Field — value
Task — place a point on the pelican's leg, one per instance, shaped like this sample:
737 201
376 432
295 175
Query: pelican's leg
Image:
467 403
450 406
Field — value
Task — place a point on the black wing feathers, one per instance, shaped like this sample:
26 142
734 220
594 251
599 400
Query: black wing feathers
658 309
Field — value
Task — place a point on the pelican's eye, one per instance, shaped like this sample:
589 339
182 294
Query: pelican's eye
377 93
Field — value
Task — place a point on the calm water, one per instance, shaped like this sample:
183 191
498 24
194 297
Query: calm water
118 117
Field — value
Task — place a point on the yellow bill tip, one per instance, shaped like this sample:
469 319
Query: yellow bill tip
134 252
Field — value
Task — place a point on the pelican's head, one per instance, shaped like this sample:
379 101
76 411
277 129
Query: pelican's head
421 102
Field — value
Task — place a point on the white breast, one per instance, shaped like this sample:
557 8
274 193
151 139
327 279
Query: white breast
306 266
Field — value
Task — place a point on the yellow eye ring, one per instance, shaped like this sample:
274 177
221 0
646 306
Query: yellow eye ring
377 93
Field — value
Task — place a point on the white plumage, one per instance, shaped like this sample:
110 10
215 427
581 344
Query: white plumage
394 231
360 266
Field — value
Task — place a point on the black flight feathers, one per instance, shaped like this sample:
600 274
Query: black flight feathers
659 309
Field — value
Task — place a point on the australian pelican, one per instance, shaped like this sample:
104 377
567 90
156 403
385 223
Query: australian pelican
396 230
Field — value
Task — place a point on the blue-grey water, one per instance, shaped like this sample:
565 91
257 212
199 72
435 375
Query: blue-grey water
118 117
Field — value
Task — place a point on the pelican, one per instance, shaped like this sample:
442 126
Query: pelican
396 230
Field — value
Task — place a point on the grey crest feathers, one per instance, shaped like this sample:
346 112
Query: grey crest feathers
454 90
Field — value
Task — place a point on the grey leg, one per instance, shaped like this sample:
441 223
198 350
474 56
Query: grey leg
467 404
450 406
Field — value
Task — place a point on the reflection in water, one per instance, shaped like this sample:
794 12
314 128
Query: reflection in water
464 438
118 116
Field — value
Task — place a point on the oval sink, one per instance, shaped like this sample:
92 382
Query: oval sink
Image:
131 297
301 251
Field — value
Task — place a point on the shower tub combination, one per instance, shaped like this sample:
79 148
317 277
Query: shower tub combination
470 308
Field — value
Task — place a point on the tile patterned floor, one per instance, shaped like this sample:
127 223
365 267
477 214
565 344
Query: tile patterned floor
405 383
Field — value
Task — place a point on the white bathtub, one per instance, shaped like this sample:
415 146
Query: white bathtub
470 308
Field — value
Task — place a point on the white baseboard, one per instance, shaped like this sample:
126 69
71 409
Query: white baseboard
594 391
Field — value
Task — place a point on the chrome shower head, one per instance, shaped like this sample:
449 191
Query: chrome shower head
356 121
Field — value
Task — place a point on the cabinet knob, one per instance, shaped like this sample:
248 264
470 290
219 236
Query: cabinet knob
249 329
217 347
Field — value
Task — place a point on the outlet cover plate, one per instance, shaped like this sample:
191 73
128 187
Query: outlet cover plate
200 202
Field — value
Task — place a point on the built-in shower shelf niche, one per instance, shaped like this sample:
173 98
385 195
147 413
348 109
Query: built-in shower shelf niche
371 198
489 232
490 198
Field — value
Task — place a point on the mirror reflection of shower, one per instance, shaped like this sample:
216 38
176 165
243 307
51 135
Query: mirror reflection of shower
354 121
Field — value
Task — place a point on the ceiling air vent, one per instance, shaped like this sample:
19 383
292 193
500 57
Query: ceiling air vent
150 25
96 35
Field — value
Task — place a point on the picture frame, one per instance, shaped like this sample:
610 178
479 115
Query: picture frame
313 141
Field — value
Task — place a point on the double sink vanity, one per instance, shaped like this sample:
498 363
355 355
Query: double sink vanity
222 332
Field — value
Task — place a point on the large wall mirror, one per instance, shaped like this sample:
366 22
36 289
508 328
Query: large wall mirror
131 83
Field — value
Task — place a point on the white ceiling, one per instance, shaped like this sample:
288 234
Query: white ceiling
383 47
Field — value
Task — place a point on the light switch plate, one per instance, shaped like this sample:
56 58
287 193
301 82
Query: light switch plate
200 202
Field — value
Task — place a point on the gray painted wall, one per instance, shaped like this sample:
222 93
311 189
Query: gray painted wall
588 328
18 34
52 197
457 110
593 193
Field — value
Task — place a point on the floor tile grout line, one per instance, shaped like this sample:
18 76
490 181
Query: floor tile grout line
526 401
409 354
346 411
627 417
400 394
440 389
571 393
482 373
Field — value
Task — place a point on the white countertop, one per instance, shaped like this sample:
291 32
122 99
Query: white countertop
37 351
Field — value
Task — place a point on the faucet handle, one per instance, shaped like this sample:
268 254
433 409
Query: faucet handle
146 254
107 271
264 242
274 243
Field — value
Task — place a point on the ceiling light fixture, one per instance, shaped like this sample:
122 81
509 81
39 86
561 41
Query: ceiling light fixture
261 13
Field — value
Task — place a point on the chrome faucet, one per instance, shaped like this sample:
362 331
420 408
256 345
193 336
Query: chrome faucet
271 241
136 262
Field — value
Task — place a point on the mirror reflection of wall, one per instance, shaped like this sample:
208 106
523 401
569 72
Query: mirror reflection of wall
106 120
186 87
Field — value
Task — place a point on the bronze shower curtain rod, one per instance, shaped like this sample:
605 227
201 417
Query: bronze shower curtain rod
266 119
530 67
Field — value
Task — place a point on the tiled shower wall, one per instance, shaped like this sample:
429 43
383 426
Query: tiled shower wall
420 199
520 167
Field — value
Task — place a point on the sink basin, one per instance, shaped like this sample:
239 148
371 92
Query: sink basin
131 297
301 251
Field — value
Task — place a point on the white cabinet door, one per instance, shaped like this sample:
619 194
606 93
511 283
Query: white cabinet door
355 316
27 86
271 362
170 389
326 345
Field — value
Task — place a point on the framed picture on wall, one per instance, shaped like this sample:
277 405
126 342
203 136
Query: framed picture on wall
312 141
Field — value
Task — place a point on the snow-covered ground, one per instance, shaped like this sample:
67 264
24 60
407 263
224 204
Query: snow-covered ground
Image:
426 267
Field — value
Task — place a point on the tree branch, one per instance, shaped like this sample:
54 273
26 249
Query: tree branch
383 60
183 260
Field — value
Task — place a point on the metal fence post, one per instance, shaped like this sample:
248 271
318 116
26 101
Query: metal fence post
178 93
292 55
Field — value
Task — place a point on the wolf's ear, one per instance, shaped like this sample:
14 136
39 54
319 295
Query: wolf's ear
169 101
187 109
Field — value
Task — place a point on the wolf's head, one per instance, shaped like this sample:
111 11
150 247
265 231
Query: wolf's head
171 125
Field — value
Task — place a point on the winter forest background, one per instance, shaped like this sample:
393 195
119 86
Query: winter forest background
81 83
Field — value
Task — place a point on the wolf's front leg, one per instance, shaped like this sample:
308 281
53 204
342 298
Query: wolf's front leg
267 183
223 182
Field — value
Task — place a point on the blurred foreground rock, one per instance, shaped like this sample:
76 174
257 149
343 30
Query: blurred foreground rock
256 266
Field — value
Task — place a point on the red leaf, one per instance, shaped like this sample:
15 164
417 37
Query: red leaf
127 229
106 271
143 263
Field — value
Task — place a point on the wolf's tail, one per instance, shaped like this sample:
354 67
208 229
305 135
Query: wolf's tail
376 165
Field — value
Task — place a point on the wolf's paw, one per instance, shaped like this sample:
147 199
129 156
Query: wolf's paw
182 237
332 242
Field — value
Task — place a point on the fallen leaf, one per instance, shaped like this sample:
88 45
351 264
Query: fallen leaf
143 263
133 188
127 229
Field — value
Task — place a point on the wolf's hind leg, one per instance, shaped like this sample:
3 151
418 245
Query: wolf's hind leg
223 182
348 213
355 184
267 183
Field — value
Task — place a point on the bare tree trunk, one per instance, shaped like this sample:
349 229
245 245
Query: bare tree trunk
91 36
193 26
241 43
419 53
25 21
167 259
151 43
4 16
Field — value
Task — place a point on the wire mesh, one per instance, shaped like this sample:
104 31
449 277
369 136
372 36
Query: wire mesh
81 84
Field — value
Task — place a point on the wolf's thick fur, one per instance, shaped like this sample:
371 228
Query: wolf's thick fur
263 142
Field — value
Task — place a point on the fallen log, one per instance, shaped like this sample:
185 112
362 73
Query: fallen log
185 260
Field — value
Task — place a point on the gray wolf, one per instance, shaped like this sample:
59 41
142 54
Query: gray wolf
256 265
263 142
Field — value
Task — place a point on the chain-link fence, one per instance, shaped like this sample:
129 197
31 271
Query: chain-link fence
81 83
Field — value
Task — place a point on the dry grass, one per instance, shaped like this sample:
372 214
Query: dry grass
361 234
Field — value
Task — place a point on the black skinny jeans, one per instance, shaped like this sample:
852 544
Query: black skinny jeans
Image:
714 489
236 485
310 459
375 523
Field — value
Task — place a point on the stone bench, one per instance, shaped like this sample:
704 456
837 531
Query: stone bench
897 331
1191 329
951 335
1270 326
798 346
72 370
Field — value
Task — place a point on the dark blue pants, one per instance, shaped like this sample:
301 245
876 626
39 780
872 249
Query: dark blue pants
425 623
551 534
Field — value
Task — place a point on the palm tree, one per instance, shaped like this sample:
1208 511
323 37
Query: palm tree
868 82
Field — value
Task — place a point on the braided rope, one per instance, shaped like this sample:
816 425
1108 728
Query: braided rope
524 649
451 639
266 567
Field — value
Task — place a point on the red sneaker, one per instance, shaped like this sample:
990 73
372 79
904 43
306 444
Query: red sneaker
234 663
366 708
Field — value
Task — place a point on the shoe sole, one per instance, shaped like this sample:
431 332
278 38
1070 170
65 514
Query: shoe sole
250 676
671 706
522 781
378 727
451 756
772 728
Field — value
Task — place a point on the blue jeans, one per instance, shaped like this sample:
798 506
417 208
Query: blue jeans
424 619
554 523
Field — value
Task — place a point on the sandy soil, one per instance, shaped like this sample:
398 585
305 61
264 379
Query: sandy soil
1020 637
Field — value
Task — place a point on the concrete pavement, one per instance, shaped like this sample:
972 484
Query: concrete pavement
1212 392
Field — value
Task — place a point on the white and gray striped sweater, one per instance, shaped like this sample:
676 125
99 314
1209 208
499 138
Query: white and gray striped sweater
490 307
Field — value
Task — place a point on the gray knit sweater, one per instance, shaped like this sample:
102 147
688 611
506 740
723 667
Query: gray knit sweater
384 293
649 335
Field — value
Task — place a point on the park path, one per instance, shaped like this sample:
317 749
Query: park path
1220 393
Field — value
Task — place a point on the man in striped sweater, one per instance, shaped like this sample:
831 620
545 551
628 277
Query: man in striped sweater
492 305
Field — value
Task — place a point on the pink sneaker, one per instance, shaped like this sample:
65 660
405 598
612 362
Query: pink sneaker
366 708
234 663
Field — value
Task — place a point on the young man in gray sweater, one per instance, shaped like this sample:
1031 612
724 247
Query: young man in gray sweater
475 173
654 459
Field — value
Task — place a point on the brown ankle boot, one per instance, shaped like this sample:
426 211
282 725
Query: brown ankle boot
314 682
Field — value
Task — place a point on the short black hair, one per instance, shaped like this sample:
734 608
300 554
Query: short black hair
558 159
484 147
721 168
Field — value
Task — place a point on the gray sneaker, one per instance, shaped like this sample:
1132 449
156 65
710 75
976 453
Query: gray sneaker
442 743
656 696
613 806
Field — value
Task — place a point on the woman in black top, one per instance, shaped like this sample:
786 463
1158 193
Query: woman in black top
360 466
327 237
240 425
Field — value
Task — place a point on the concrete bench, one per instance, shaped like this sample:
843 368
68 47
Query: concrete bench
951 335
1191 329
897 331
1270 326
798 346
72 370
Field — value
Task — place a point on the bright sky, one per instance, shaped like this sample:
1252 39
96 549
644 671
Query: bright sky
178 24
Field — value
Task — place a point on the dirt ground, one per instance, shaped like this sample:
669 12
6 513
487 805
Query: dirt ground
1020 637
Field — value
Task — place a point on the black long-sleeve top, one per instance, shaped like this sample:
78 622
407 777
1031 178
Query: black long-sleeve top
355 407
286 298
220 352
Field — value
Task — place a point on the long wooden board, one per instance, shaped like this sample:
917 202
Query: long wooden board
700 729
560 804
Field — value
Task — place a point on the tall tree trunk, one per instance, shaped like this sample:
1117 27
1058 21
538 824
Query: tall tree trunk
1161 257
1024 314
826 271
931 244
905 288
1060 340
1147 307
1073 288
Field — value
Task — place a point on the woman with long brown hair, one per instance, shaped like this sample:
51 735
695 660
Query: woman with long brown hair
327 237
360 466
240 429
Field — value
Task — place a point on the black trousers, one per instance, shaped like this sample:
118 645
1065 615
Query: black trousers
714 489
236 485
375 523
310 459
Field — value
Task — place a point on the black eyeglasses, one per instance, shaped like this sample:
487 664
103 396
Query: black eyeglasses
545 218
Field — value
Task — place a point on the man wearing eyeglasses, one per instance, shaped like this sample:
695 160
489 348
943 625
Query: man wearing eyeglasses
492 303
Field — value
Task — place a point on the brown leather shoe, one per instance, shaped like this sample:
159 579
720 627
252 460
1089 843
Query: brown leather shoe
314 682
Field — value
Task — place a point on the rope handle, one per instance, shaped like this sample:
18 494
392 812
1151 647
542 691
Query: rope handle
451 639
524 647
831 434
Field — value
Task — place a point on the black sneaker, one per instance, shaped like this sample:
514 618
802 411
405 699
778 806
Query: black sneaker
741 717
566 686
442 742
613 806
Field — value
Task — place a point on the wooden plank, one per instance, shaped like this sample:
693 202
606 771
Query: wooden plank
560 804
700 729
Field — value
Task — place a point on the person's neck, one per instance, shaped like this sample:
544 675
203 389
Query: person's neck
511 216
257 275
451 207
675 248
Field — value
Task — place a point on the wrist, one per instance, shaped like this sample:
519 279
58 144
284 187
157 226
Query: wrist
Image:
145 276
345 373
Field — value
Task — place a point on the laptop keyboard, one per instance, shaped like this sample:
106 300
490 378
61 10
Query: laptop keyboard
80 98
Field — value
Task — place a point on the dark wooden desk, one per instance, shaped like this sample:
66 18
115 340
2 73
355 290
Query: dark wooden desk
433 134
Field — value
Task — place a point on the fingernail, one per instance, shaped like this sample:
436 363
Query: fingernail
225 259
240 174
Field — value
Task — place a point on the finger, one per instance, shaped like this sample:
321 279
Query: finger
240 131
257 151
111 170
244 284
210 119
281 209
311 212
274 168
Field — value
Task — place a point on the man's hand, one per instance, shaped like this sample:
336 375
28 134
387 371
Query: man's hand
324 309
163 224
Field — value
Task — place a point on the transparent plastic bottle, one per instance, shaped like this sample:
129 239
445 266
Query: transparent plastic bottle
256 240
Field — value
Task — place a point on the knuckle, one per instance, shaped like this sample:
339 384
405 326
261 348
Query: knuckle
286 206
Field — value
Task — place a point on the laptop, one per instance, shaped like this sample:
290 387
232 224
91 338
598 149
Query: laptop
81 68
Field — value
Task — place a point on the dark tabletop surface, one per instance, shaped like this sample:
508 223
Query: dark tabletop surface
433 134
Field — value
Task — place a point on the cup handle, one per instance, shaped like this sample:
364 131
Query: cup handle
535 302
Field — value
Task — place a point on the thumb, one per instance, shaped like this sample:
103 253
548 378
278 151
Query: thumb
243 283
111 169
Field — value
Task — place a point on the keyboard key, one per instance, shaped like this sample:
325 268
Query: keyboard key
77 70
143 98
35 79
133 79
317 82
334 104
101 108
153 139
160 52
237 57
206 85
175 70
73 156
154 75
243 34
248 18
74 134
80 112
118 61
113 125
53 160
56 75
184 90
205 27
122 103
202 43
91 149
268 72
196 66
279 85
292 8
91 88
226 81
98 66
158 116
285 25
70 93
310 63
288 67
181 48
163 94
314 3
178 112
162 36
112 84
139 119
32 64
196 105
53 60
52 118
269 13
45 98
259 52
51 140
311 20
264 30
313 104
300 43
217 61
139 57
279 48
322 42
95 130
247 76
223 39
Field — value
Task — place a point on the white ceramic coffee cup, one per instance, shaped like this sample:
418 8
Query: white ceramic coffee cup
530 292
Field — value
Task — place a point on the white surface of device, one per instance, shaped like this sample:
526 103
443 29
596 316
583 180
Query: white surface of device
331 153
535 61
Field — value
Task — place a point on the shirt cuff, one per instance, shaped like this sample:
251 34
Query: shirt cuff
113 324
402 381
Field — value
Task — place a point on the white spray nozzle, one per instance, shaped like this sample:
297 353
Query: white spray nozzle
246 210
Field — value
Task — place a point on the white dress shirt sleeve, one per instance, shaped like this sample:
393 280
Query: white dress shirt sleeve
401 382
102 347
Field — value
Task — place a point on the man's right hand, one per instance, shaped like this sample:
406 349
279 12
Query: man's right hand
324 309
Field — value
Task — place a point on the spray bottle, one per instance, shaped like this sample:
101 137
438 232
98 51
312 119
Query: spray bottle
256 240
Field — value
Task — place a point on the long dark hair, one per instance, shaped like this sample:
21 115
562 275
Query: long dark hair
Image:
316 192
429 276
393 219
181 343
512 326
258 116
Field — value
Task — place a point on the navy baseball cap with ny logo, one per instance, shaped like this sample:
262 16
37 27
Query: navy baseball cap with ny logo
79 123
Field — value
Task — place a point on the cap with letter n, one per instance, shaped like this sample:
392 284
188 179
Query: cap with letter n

━━━━━━━━━━━━━━━━

◆ WORK TO COMPLETE:
Which lines in the records contain the word "knit"? Copy each of those lines in full.

◆ SOLUTION FOR THIS TASK:
Task — place a point on the gray knit sweater, one per instance, shaped like this sample:
Query: gray knit sweater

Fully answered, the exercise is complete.